Supplied data:
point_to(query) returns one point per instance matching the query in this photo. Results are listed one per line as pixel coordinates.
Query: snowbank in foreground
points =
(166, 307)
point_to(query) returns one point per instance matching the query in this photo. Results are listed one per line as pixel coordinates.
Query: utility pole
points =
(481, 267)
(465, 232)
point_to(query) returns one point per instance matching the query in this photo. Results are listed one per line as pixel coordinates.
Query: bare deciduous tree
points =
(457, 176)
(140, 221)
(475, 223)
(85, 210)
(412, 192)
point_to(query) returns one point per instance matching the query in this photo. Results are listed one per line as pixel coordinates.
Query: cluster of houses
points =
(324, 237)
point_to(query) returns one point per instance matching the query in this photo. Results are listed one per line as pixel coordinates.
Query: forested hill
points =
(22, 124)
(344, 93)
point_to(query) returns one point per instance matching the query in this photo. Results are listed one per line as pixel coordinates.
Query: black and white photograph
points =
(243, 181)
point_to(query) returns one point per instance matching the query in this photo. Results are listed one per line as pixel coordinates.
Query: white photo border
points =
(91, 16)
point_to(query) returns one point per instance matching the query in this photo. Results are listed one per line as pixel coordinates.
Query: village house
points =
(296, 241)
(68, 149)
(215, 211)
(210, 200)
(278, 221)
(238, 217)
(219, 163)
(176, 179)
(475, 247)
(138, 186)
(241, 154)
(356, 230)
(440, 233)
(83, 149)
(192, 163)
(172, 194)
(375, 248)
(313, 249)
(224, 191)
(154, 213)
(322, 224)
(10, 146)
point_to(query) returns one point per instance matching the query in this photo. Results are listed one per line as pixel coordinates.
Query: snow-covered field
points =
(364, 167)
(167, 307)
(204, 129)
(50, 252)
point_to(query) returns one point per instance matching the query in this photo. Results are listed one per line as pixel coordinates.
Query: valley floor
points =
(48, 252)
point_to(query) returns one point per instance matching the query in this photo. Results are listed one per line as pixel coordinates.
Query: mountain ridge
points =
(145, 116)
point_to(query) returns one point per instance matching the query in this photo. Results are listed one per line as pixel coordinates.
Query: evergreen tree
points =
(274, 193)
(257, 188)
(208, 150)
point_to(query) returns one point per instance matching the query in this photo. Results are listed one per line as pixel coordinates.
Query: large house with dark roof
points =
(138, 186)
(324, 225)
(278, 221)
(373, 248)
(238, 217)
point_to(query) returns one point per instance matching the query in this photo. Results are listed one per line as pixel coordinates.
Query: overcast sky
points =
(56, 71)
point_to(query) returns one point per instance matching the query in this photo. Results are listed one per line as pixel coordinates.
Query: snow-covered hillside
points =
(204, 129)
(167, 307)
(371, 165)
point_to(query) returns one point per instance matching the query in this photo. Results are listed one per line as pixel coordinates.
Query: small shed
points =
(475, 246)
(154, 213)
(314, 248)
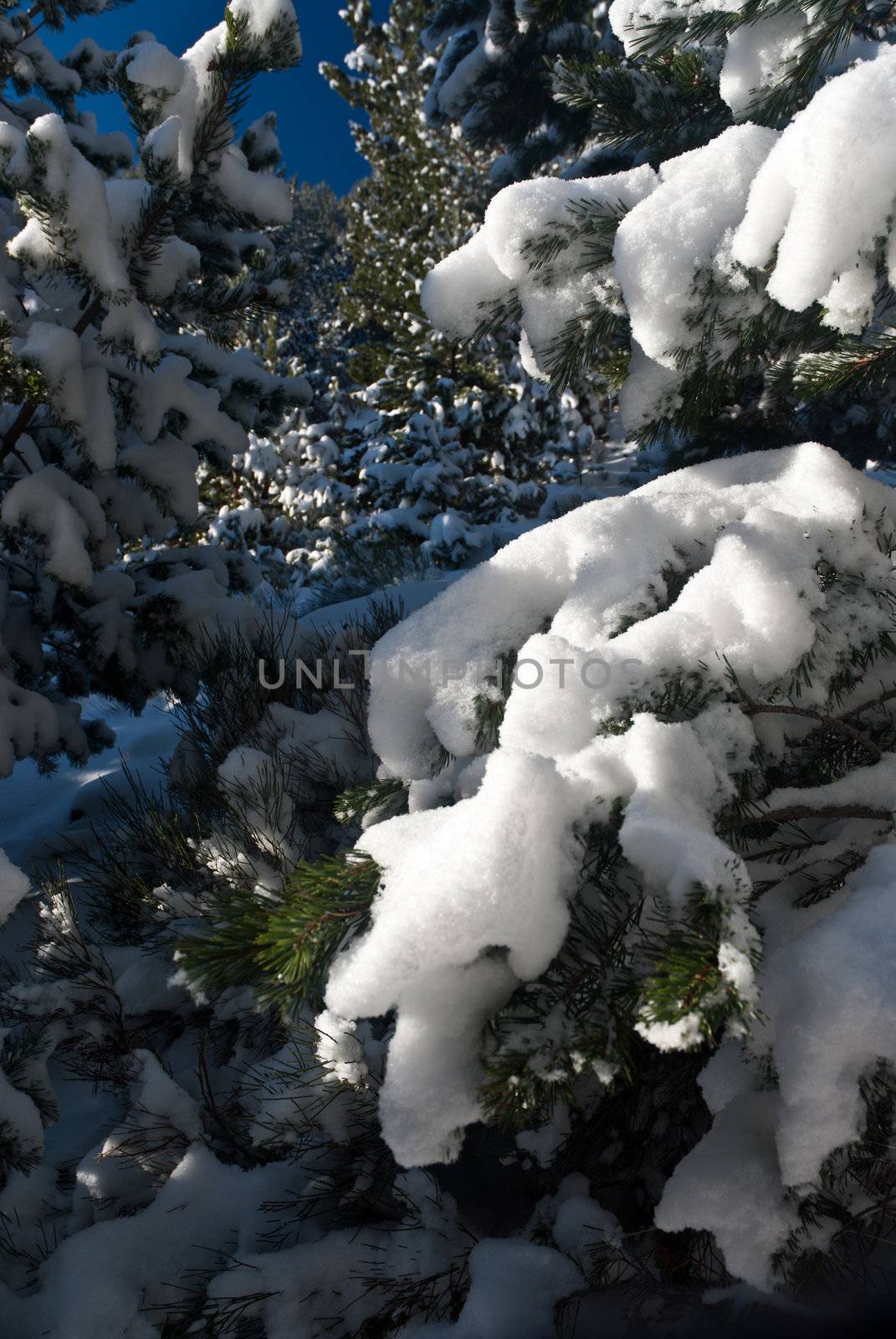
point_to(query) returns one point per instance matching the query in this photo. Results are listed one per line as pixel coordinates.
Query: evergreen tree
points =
(493, 77)
(120, 298)
(719, 341)
(416, 453)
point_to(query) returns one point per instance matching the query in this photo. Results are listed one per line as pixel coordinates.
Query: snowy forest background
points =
(448, 671)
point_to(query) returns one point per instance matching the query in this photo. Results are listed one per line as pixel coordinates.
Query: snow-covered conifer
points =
(120, 296)
(493, 77)
(737, 281)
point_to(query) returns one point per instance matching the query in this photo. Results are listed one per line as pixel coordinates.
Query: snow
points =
(824, 196)
(13, 885)
(832, 1010)
(735, 1165)
(64, 515)
(38, 809)
(107, 1278)
(515, 1287)
(78, 187)
(664, 245)
(474, 895)
(493, 264)
(263, 15)
(755, 57)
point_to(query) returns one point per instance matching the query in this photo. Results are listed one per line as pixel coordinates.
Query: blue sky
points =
(314, 122)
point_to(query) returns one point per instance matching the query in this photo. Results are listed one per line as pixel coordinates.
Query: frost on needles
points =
(120, 298)
(668, 813)
(737, 278)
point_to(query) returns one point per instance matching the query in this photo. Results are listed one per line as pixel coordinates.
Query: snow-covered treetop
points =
(118, 299)
(765, 252)
(492, 75)
(682, 660)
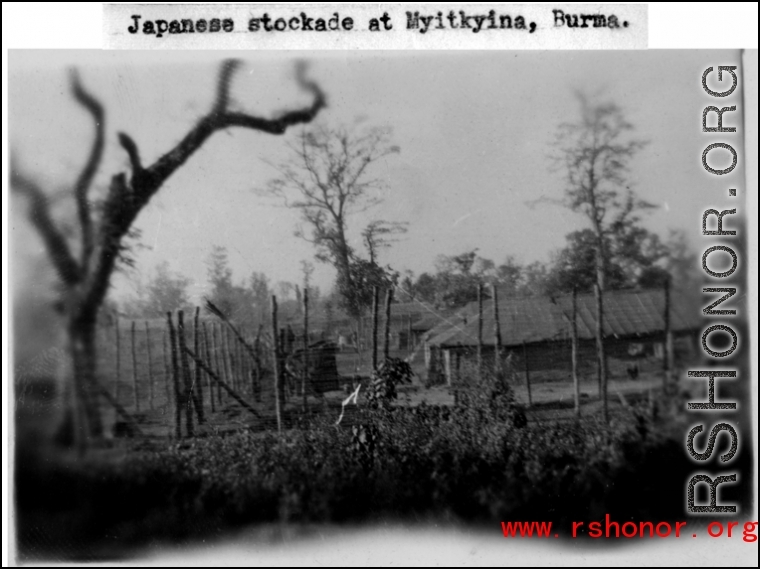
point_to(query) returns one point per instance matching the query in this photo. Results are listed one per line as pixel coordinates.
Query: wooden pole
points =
(117, 378)
(375, 317)
(497, 333)
(601, 364)
(574, 355)
(175, 378)
(527, 374)
(216, 378)
(257, 350)
(480, 331)
(667, 362)
(135, 391)
(197, 391)
(224, 335)
(219, 365)
(187, 394)
(387, 335)
(167, 368)
(281, 364)
(150, 366)
(241, 365)
(207, 357)
(276, 364)
(304, 377)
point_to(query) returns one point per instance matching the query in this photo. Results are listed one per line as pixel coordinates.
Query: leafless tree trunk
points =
(85, 280)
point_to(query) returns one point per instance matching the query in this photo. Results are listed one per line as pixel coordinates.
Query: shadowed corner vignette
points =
(275, 306)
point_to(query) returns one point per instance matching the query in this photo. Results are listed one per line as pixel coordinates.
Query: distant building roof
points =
(628, 313)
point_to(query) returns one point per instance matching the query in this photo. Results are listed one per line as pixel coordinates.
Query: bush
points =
(470, 462)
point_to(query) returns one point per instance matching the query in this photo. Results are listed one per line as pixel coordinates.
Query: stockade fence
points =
(198, 371)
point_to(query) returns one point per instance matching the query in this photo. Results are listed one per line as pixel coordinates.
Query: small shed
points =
(323, 365)
(537, 330)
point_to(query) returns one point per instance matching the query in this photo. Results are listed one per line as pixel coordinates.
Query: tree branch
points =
(82, 186)
(220, 118)
(39, 216)
(125, 200)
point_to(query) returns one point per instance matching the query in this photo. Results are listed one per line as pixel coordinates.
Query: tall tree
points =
(594, 153)
(327, 177)
(85, 274)
(165, 292)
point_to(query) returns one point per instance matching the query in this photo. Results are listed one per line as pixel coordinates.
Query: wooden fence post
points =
(667, 361)
(305, 375)
(527, 374)
(197, 391)
(167, 368)
(480, 332)
(219, 365)
(117, 380)
(387, 335)
(175, 378)
(276, 364)
(497, 334)
(150, 366)
(375, 310)
(601, 363)
(187, 395)
(257, 350)
(223, 337)
(574, 355)
(135, 393)
(207, 356)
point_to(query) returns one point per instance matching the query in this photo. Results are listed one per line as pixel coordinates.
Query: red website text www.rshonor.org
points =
(630, 529)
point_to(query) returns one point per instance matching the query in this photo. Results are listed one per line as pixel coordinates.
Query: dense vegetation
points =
(478, 462)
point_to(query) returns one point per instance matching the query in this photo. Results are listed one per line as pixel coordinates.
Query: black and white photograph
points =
(288, 298)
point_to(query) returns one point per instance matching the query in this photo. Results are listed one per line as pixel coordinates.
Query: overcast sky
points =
(474, 129)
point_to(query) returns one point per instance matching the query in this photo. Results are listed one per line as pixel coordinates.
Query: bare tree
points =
(327, 178)
(379, 234)
(85, 274)
(594, 153)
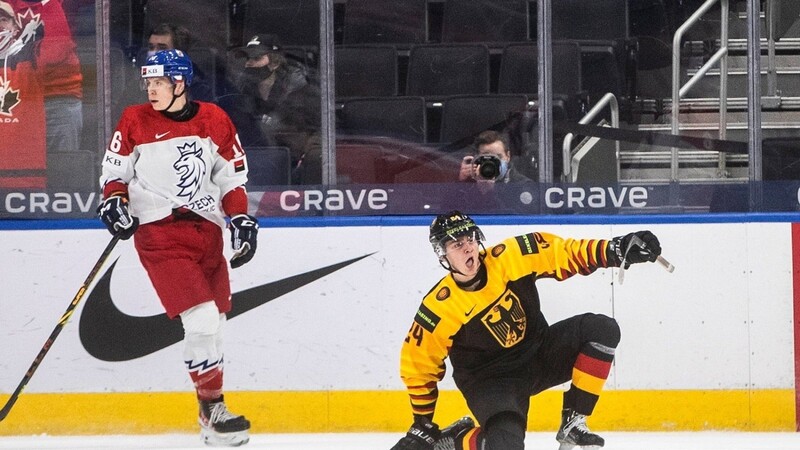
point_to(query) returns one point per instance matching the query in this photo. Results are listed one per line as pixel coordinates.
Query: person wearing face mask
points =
(492, 161)
(278, 105)
(167, 36)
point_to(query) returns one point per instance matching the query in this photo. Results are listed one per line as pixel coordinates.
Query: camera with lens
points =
(488, 166)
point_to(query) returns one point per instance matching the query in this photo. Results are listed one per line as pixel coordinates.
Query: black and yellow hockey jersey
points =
(491, 330)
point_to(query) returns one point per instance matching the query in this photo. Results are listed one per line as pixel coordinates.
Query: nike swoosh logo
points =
(109, 334)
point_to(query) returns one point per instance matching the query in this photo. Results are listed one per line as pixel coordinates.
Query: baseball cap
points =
(259, 45)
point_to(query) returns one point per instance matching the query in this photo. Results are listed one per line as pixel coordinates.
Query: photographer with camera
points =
(492, 161)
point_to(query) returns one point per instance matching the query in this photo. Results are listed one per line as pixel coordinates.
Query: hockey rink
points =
(384, 441)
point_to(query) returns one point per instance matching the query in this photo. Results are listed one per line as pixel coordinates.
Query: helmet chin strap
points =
(449, 267)
(174, 97)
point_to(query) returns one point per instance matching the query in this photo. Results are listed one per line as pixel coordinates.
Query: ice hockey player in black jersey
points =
(486, 317)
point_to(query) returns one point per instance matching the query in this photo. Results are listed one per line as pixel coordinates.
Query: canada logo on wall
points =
(17, 39)
(9, 98)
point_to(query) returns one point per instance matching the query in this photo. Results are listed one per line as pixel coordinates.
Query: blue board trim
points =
(394, 221)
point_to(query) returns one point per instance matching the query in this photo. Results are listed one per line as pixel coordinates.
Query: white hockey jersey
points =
(169, 164)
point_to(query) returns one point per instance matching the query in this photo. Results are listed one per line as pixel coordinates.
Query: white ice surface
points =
(384, 441)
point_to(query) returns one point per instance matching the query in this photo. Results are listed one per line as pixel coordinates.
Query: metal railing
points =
(678, 91)
(609, 100)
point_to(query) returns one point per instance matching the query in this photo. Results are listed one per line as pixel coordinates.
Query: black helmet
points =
(451, 226)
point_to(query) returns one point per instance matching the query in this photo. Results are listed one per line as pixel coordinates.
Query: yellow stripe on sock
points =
(586, 382)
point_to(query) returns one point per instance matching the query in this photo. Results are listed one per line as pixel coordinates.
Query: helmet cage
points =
(173, 64)
(450, 227)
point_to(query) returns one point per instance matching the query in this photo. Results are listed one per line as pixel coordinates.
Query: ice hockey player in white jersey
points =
(172, 173)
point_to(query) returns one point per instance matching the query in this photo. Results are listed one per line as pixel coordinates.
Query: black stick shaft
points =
(60, 326)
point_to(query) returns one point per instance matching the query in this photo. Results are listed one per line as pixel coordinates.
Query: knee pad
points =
(601, 329)
(203, 319)
(505, 431)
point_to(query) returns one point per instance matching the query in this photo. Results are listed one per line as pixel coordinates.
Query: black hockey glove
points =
(116, 217)
(244, 234)
(422, 435)
(633, 248)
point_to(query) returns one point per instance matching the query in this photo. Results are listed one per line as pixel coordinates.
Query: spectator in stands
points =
(498, 167)
(22, 128)
(166, 36)
(60, 74)
(280, 107)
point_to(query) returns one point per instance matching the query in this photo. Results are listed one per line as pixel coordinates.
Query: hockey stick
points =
(60, 326)
(636, 240)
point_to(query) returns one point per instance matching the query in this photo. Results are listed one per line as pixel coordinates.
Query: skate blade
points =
(568, 446)
(233, 439)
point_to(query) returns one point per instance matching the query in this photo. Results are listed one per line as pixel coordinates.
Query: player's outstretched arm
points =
(634, 248)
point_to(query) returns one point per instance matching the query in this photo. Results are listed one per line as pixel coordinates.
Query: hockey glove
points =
(422, 435)
(633, 248)
(116, 217)
(244, 234)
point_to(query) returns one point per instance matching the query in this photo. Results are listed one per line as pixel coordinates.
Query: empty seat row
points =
(221, 23)
(440, 70)
(406, 118)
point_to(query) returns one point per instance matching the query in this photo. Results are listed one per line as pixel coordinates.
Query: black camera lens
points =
(488, 166)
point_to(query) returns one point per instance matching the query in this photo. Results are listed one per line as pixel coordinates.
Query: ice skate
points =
(447, 440)
(221, 428)
(574, 433)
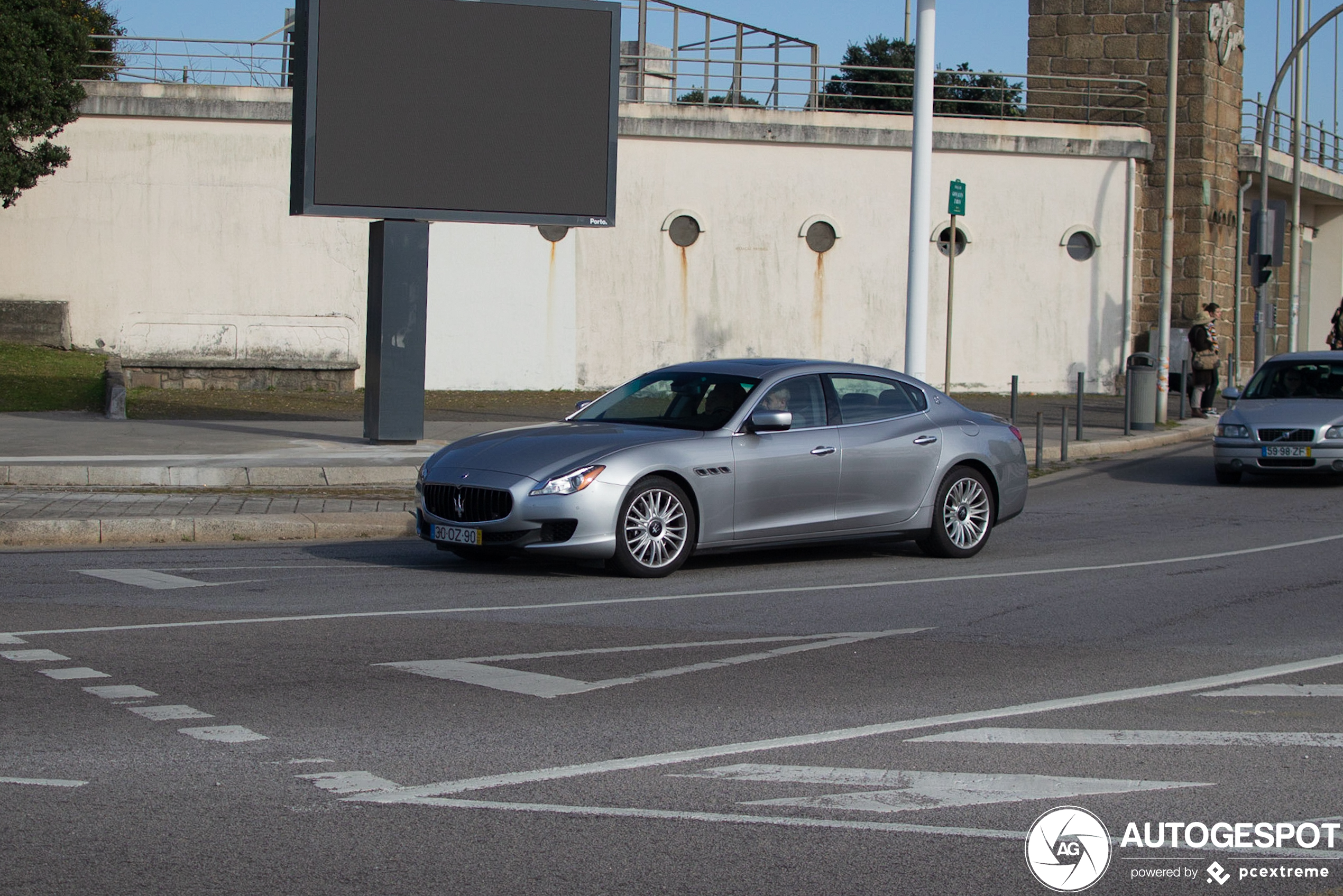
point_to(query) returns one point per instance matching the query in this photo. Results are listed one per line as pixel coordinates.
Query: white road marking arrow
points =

Request:
Please locate every line in the rows above that contains the word "camera" and copy each of those lines out in full.

Result for this exercise:
Query: camera with lens
Query: photographer with camera
Query: black camera lens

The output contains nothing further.